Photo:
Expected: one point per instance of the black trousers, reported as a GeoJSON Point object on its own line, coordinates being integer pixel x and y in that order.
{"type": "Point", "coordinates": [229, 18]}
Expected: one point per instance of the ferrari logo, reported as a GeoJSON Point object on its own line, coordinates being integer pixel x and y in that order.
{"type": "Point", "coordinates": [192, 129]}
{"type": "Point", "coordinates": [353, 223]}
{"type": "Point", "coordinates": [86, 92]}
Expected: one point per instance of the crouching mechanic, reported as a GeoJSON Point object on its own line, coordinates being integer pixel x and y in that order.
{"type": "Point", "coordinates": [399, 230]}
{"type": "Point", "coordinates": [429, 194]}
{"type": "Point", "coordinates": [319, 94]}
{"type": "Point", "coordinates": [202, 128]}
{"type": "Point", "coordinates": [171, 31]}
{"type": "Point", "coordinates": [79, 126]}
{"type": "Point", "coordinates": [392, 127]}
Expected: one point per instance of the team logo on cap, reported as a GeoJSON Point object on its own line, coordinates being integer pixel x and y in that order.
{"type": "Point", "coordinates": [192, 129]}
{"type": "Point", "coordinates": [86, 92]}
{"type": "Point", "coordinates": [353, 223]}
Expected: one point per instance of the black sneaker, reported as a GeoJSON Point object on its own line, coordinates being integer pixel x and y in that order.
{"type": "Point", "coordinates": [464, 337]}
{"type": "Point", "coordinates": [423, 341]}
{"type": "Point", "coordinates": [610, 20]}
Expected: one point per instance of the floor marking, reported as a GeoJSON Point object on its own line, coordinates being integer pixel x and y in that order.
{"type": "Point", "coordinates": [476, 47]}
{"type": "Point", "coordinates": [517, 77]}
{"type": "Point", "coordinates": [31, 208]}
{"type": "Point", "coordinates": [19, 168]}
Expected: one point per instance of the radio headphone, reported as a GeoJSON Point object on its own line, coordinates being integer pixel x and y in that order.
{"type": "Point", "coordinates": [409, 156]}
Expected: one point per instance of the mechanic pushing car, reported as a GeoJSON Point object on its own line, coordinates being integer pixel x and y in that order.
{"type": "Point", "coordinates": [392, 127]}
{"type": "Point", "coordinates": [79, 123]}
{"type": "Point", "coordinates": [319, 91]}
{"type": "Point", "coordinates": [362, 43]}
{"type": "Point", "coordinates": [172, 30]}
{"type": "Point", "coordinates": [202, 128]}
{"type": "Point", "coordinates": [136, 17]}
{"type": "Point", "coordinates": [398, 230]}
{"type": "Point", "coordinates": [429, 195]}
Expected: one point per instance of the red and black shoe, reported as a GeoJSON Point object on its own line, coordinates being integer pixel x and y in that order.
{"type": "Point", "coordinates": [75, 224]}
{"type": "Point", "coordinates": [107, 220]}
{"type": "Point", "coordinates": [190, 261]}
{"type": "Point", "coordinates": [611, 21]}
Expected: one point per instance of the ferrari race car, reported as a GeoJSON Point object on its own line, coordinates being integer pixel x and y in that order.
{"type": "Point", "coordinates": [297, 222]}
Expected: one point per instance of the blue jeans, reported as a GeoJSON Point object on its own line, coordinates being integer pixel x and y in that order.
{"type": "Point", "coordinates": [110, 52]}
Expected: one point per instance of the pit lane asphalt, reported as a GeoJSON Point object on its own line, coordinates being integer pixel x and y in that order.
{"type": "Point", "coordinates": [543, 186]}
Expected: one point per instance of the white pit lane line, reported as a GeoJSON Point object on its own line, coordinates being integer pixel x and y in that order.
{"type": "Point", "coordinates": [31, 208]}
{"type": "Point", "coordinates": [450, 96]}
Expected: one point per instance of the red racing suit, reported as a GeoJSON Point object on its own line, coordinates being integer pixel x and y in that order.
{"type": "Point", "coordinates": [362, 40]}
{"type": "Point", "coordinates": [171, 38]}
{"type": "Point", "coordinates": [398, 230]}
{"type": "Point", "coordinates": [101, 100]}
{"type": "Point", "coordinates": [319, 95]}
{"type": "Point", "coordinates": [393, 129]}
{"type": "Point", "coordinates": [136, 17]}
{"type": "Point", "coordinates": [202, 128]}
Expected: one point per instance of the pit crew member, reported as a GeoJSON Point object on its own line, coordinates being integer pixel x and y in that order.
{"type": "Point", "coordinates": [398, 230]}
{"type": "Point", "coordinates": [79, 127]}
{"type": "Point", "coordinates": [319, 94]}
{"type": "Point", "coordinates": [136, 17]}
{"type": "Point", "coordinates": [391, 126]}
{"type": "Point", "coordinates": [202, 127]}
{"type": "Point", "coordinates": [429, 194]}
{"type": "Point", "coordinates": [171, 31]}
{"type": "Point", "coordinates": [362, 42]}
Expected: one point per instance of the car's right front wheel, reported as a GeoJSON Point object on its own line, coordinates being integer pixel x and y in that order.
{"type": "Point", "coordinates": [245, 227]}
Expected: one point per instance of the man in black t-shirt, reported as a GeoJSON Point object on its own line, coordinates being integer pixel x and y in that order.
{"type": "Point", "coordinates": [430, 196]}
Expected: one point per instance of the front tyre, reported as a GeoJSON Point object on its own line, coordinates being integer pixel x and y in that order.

=======

Transcribe every entry exactly, omitting nothing.

EXERCISE RESPONSE>
Photo:
Expected: one point per instance of the black trousers, reported as a GeoJSON Point object on its own line, coordinates being integer pixel x and y in that order.
{"type": "Point", "coordinates": [229, 18]}
Expected: one point per instance of the ferrari logo, reported as a GeoJSON Point object on its own line, coordinates being integer pixel x and y in that order.
{"type": "Point", "coordinates": [192, 129]}
{"type": "Point", "coordinates": [353, 223]}
{"type": "Point", "coordinates": [86, 92]}
Expected: one point per instance of the crouching mechanic, reported as a GeoJSON Point object on its own line, coordinates being integer pixel x and y in that order.
{"type": "Point", "coordinates": [399, 230]}
{"type": "Point", "coordinates": [429, 194]}
{"type": "Point", "coordinates": [319, 94]}
{"type": "Point", "coordinates": [202, 128]}
{"type": "Point", "coordinates": [171, 31]}
{"type": "Point", "coordinates": [79, 126]}
{"type": "Point", "coordinates": [392, 127]}
Expected: one point per instance of the team logo on cap, reported as a GeoJSON Point object on its own line, coordinates being integer pixel x and y in that order.
{"type": "Point", "coordinates": [192, 129]}
{"type": "Point", "coordinates": [86, 92]}
{"type": "Point", "coordinates": [353, 223]}
Expected: one point per instance of the black sneaker, reported as a GeoJSON Point object on its own line, coordinates being integer pixel x and y in that order.
{"type": "Point", "coordinates": [464, 337]}
{"type": "Point", "coordinates": [423, 341]}
{"type": "Point", "coordinates": [610, 20]}
Expected: one point per instance of the floor marking, reported as a GeoJSON Point object on its own line, coordinates being integer pixel x and y in that order.
{"type": "Point", "coordinates": [476, 47]}
{"type": "Point", "coordinates": [517, 77]}
{"type": "Point", "coordinates": [31, 208]}
{"type": "Point", "coordinates": [19, 168]}
Expected: one point per instance of the radio headphone, reported as a GeoJSON Point object on its own line, coordinates being integer pixel x and y in that order.
{"type": "Point", "coordinates": [409, 156]}
Expected: one point per instance of the mechanic pushing car, reported as a GeoJSON Point object on its own line, coordinates being integer pixel x and y in that order.
{"type": "Point", "coordinates": [392, 127]}
{"type": "Point", "coordinates": [79, 123]}
{"type": "Point", "coordinates": [319, 91]}
{"type": "Point", "coordinates": [362, 43]}
{"type": "Point", "coordinates": [172, 30]}
{"type": "Point", "coordinates": [202, 128]}
{"type": "Point", "coordinates": [136, 17]}
{"type": "Point", "coordinates": [398, 230]}
{"type": "Point", "coordinates": [429, 195]}
Expected: one point per instance of the red and black shoe, reported as a GeoJSON Point object on its own line, coordinates being integer pixel x and y in that order.
{"type": "Point", "coordinates": [75, 224]}
{"type": "Point", "coordinates": [107, 220]}
{"type": "Point", "coordinates": [190, 261]}
{"type": "Point", "coordinates": [611, 21]}
Expected: one point per instance of the ferrari race car, reported as a GeoJSON Point object on its own line, coordinates being integer pixel x and y in that order.
{"type": "Point", "coordinates": [297, 222]}
Expected: one point per instance of the blue jeans, reported as a GeoJSON Point object on its own line, coordinates being integer pixel x and y in that order.
{"type": "Point", "coordinates": [110, 52]}
Expected: one point per instance of the pit lane asphalt, reported as a GeoJSON Point object on its own line, coordinates being integer pixel x and y in that order.
{"type": "Point", "coordinates": [543, 186]}
Expected: one point per instance of the white pit lane line, reported as a GeoJSON Point object on its own line, coordinates being integer pixel x and y in that order.
{"type": "Point", "coordinates": [31, 208]}
{"type": "Point", "coordinates": [450, 96]}
Expected: one point per instance of the red racing suit, reported as a GeoJSON Point object on its own line, coordinates being integer pixel x and y in that order.
{"type": "Point", "coordinates": [362, 40]}
{"type": "Point", "coordinates": [171, 38]}
{"type": "Point", "coordinates": [398, 230]}
{"type": "Point", "coordinates": [101, 100]}
{"type": "Point", "coordinates": [319, 95]}
{"type": "Point", "coordinates": [393, 129]}
{"type": "Point", "coordinates": [136, 17]}
{"type": "Point", "coordinates": [202, 128]}
Expected: one point per instance of the pit crew member, reported as a GeoJSON Point object on its own line, coordinates being integer pixel x and y in that order.
{"type": "Point", "coordinates": [398, 230]}
{"type": "Point", "coordinates": [79, 127]}
{"type": "Point", "coordinates": [319, 94]}
{"type": "Point", "coordinates": [136, 17]}
{"type": "Point", "coordinates": [391, 126]}
{"type": "Point", "coordinates": [202, 127]}
{"type": "Point", "coordinates": [429, 194]}
{"type": "Point", "coordinates": [171, 31]}
{"type": "Point", "coordinates": [362, 42]}
Expected: one point per instance of the car's right front wheel, reported as a GeoJSON Point object on its own line, coordinates being integer pixel x and y in that order.
{"type": "Point", "coordinates": [245, 227]}
Expected: one point per instance of the man in black t-shirt, reported as a GeoJSON Point object on its own line, coordinates being integer pixel x and y in that order.
{"type": "Point", "coordinates": [430, 196]}
Expected: one point per instance of the front tyre, reported as a GeoJSON Point object on its own line, coordinates being integer pixel x and y in that order.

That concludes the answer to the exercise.